— Begin Data supplied —

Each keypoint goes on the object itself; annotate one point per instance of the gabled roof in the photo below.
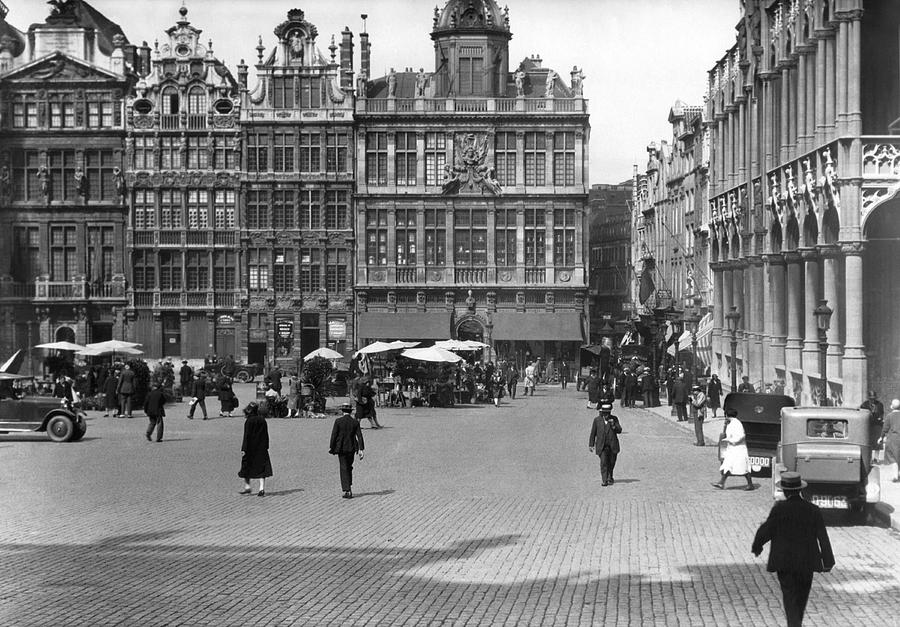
(60, 66)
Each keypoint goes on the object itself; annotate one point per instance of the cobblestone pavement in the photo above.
(466, 516)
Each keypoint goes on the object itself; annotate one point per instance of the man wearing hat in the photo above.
(800, 545)
(604, 441)
(346, 441)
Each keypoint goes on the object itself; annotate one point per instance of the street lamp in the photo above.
(823, 321)
(733, 318)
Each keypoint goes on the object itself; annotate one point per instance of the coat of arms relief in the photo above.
(470, 172)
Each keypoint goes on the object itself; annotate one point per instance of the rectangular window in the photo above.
(535, 237)
(224, 209)
(336, 151)
(376, 237)
(143, 269)
(170, 153)
(406, 237)
(310, 93)
(564, 237)
(63, 185)
(27, 253)
(405, 159)
(376, 158)
(283, 211)
(505, 237)
(470, 233)
(257, 209)
(435, 237)
(336, 269)
(283, 92)
(196, 270)
(336, 210)
(258, 268)
(505, 158)
(198, 209)
(310, 152)
(283, 160)
(283, 269)
(435, 158)
(198, 152)
(310, 269)
(535, 159)
(224, 272)
(257, 152)
(170, 215)
(310, 209)
(144, 215)
(564, 158)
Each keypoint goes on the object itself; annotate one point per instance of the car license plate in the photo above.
(830, 502)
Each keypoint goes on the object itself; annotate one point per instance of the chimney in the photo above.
(346, 59)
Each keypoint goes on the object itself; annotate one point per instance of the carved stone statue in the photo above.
(519, 76)
(392, 84)
(421, 81)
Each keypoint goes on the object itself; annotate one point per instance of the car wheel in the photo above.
(60, 428)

— End Data supplied —

## Stated problem
Write out the lines above, starting at the line that contains "relief in the photo above." and ending with the final line, and nothing else; copy them exactly.

## Full output
Each keypoint goes on the object itself; annotate one point per instance of the coat of arms relief in the photo above.
(470, 172)
Each keypoint goes on the object itself; annotate one point per instance of the rectangular window in the photo above.
(535, 237)
(224, 209)
(336, 151)
(376, 237)
(143, 269)
(170, 153)
(406, 237)
(310, 93)
(564, 237)
(63, 185)
(27, 253)
(405, 159)
(376, 158)
(283, 211)
(505, 237)
(470, 233)
(257, 209)
(435, 237)
(336, 269)
(283, 92)
(196, 270)
(336, 210)
(258, 268)
(505, 158)
(198, 209)
(310, 152)
(283, 160)
(283, 269)
(435, 158)
(198, 152)
(310, 269)
(535, 159)
(224, 272)
(257, 152)
(170, 215)
(310, 209)
(144, 215)
(564, 158)
Each keypoint goes on the object itself; annotate one point per instance of the car license plate in the photo above.
(830, 502)
Each keypoint goes on the object itself; annotate one point per instance of the chimney in the photo above.
(346, 59)
Each keypoint goes on the object itself; annotate one point per instance of the carved stone statue in the photo above.
(519, 76)
(392, 84)
(421, 81)
Each keypoint goes on the object itself; annotate one point per instance of the car wheel in the photo above.
(60, 428)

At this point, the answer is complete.